* _Extract provided_:
Multi Rev Trans
Degenerate reverse translation of a protein alignment with codon frequency chart

FASTA or GDE format. All sequences must be pre-aligned (equal length including gaps). Input limit: 20,000,000 characters.

GCG format with a ".." header marker. Default is E. coli (all coding sequences in GenBank). Replace with any organism's table from the Codon Usage Database.

💡 Quick Summary

Multi Rev Trans accepts a protein alignment and a GCG-format codon usage table, then produces a degenerate DNA consensus sequence plus a per-column nucleotide frequency chart. Use it to identify regions of low nucleotide degeneracy when designing degenerate PCR primers for unsequenced coding regions.

📋 How to Use
  1. Paste a protein alignment in FASTA or GDE format into the top textarea. All sequences must be pre-aligned (equal length including gap characters). Input limit: 20,000,000 characters.
  2. Review or replace the codon usage table. The default is the standard E. coli GCG-format table. You can paste any GCG-format table from the Codon Usage Database.
  3. Click Run. The tool outputs: (1) the FASTA consensus sequence and (2) a bar chart for each alignment column showing nucleotide frequencies at each of the three codon positions.
  4. Use Copy to copy the full output to your clipboard.
  5. Click Load Example to try with three aligned signal peptide sequences.

* _Supplied entries_:

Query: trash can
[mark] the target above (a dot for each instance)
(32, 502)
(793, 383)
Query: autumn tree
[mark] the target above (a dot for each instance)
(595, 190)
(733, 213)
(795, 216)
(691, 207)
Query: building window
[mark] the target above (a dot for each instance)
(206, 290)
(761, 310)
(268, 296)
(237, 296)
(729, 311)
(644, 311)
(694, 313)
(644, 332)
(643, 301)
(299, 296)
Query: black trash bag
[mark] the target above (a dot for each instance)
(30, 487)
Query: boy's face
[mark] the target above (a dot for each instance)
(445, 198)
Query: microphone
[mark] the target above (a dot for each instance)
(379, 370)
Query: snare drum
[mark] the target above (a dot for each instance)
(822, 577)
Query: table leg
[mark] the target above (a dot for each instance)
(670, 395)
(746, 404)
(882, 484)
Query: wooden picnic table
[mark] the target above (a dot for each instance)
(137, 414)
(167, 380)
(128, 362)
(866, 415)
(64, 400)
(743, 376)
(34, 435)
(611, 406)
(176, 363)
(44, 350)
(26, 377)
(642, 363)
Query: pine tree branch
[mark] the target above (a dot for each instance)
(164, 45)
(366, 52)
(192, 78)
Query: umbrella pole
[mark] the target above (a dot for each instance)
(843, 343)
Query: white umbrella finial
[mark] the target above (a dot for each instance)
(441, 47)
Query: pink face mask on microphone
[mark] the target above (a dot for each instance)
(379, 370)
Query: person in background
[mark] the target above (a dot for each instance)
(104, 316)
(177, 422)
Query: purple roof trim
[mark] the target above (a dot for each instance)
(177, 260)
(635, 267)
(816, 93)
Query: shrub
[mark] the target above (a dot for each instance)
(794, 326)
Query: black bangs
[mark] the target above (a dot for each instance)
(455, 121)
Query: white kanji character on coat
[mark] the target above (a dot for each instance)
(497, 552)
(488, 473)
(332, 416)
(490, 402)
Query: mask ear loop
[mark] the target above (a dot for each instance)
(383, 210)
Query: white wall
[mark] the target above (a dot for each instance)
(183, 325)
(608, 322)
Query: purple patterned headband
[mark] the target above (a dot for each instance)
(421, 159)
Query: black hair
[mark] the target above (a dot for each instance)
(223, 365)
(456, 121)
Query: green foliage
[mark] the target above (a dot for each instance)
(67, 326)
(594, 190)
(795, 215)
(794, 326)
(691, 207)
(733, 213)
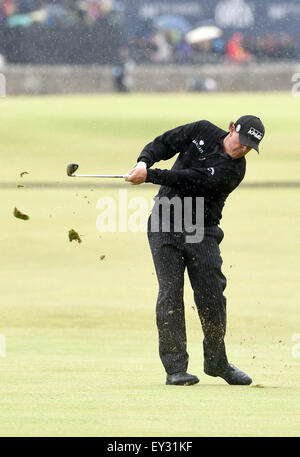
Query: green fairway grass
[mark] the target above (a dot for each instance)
(79, 353)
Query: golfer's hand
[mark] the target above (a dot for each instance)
(137, 176)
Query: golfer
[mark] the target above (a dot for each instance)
(210, 165)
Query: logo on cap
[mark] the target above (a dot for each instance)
(258, 135)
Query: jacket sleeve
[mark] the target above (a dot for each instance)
(197, 180)
(168, 144)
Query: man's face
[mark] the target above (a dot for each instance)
(233, 146)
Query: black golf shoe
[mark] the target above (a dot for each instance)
(181, 379)
(232, 375)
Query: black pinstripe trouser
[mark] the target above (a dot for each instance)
(171, 255)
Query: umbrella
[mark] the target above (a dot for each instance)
(203, 34)
(172, 22)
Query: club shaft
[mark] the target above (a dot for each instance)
(99, 176)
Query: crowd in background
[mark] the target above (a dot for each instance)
(155, 44)
(59, 12)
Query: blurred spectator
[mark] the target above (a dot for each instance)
(122, 72)
(235, 51)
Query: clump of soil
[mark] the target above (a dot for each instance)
(74, 236)
(20, 215)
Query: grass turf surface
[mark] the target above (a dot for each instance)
(81, 342)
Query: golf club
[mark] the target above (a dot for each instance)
(72, 167)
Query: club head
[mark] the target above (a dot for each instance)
(71, 168)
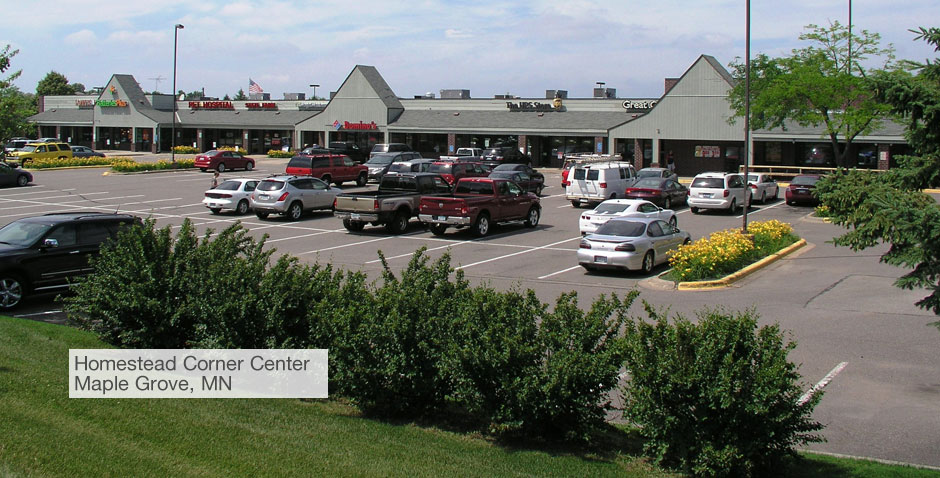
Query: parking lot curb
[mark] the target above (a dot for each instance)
(727, 280)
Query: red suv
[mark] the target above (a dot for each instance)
(331, 168)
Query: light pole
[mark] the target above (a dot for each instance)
(176, 29)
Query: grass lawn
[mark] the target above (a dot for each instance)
(44, 433)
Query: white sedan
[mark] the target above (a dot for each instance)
(612, 208)
(763, 187)
(234, 194)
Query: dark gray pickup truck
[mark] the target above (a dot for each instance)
(393, 205)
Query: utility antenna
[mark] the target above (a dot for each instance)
(157, 81)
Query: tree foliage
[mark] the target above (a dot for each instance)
(890, 208)
(823, 84)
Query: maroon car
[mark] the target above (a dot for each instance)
(223, 160)
(800, 190)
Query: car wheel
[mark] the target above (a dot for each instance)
(353, 226)
(242, 207)
(532, 219)
(295, 211)
(647, 266)
(11, 291)
(398, 224)
(482, 226)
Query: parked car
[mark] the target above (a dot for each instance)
(420, 165)
(762, 186)
(388, 148)
(660, 191)
(13, 176)
(331, 168)
(233, 194)
(630, 243)
(394, 204)
(613, 208)
(478, 203)
(454, 171)
(85, 152)
(726, 191)
(379, 163)
(661, 173)
(800, 190)
(223, 160)
(595, 182)
(47, 252)
(292, 196)
(34, 151)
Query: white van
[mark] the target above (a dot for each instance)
(595, 182)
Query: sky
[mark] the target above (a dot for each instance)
(490, 47)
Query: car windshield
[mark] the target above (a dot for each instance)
(650, 183)
(611, 208)
(269, 185)
(805, 180)
(230, 185)
(23, 233)
(622, 228)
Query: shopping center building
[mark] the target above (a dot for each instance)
(689, 122)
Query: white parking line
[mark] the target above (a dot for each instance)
(822, 383)
(516, 253)
(546, 276)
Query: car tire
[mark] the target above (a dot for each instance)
(482, 226)
(648, 261)
(398, 224)
(295, 211)
(12, 291)
(353, 226)
(242, 207)
(532, 218)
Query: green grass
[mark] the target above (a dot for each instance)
(44, 433)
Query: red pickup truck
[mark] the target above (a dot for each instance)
(478, 203)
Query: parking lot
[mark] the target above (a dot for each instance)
(850, 323)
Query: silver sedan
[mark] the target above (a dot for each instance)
(631, 243)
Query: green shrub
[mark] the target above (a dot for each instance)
(277, 153)
(716, 398)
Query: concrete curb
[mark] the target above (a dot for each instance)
(727, 280)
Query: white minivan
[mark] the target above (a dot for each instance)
(593, 183)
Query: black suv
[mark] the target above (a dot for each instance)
(43, 253)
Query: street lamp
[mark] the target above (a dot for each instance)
(176, 29)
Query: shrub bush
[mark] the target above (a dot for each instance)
(277, 153)
(716, 398)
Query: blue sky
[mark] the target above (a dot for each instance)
(487, 46)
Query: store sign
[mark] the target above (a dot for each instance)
(120, 103)
(261, 106)
(211, 105)
(355, 126)
(638, 105)
(530, 106)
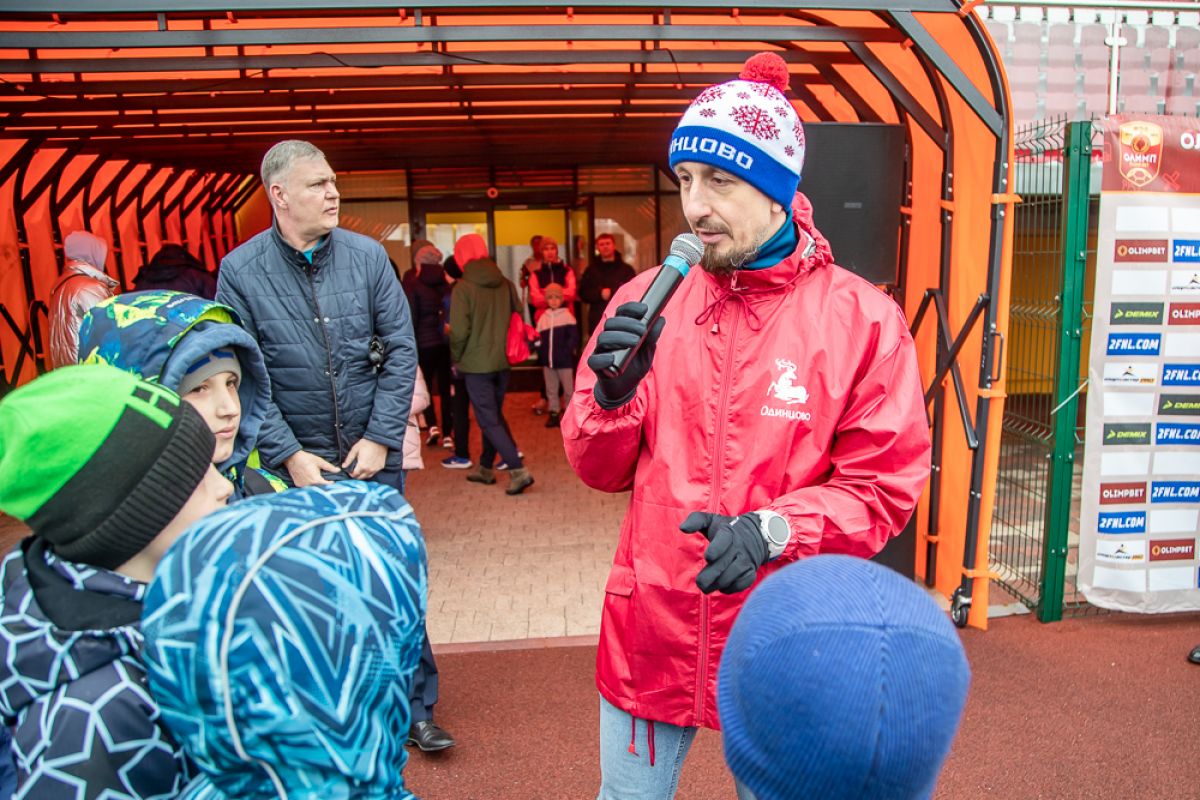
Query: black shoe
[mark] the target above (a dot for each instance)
(429, 737)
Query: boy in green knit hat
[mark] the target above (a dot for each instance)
(107, 470)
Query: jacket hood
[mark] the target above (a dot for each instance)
(159, 335)
(169, 263)
(76, 266)
(483, 272)
(282, 636)
(39, 654)
(83, 246)
(432, 275)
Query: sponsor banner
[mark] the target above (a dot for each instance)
(1131, 374)
(1152, 155)
(1140, 250)
(1181, 374)
(1176, 463)
(1175, 492)
(1182, 346)
(1122, 493)
(1174, 521)
(1141, 282)
(1182, 313)
(1121, 579)
(1121, 522)
(1185, 281)
(1125, 463)
(1140, 500)
(1128, 404)
(1186, 251)
(1176, 433)
(1134, 344)
(1173, 549)
(1127, 433)
(1174, 578)
(1179, 404)
(1121, 552)
(1137, 313)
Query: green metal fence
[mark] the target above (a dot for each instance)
(1035, 535)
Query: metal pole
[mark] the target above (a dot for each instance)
(1077, 172)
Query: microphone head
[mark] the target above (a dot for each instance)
(689, 248)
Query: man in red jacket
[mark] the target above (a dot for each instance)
(775, 410)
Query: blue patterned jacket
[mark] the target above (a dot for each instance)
(71, 680)
(160, 334)
(282, 635)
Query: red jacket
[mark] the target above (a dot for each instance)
(793, 389)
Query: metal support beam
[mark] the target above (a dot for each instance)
(247, 8)
(377, 60)
(408, 35)
(900, 92)
(949, 70)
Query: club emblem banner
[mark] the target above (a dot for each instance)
(1140, 511)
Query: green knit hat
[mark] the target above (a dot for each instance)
(97, 461)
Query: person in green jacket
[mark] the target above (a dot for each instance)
(480, 310)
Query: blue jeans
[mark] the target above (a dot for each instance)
(630, 776)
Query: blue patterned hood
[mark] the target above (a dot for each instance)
(282, 635)
(159, 335)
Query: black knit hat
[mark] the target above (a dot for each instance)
(97, 462)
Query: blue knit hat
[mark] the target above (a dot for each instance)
(840, 680)
(747, 127)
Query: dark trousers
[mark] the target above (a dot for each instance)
(424, 693)
(486, 390)
(461, 415)
(435, 364)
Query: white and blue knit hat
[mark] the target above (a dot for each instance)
(747, 127)
(841, 680)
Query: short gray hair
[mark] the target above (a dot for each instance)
(280, 158)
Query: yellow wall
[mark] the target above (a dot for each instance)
(516, 227)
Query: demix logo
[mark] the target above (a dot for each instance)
(1141, 151)
(785, 390)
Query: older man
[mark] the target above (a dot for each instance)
(331, 319)
(775, 409)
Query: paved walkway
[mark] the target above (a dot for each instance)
(515, 567)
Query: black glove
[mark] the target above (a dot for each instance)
(619, 332)
(736, 551)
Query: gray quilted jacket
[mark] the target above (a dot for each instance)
(315, 323)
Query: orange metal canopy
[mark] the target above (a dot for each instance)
(148, 119)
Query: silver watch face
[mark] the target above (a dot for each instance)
(777, 530)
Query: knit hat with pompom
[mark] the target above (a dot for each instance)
(747, 127)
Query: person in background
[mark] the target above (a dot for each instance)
(197, 348)
(605, 275)
(427, 300)
(775, 409)
(413, 458)
(551, 270)
(841, 680)
(174, 268)
(82, 284)
(281, 638)
(107, 470)
(558, 340)
(480, 310)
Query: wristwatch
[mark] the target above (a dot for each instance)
(775, 531)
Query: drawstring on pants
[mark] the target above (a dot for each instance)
(649, 737)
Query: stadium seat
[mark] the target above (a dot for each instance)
(1182, 104)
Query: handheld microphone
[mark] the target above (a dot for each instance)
(685, 253)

* _Actions to take_:
(1) Copy the Multi Rev Trans page word for word from "Multi Rev Trans accepts" to "unsequenced coding regions.".
(2) Answer these questions about the Multi Rev Trans page:
(a) What is the input limit for the protein alignment?
(b) Which organism is the default codon usage table for?
(c) What does Load Example let you try the tool with?
(3) Extend the Multi Rev Trans page past its final line.
The items play no part in this work.

* _Outputs for the tasks_:
(1)
Multi Rev Trans accepts a protein alignment and a GCG-format codon usage table, then produces a degenerate DNA consensus sequence plus a per-column nucleotide frequency chart. Use it to identify regions of low nucleotide degeneracy when designing degenerate PCR primers for unsequenced coding regions.

(2)
(a) 20,000,000 characters.
(b) E. coli.
(c) Three aligned signal peptide sequences.

(3)
🧮 Formulas & Logic
Gap contribution
A gap character (− or .) contributes 0.25 to each base frequency at each codon position
Base frequency
Sum of codon-usage fractions across all sequences at that column, divided by number of sequences
Consensus base
IUPAC degenerate code from the set of bases with frequency > 0 at that position
Bar scale
Bar length = round( base_fraction × 98 ) characters out of 98 maximum
📊 Result Interpretation
Consensus FASTA

A single degenerate DNA sequence encoding all aligned amino acids. IUPAC codes (R, Y, S, W, K, M, B, D, H, V, N) represent positions where multiple bases are possible.

Column bar chart

For each alignment column, three sections (first, second, third codon position) each show four bars (G, A, T, C). A single long bar means that base dominates — low degeneracy, good for primer design.

Bar labels

g = guanine (lowercase), a = adenine (lowercase), T = thymine (uppercase), C = cytosine (uppercase). Each bar is followed by the fraction (0.00–1.00).

Fraction value

The proportion of codons in the table that use that base at this codon position, weighted by all sequences in the alignment.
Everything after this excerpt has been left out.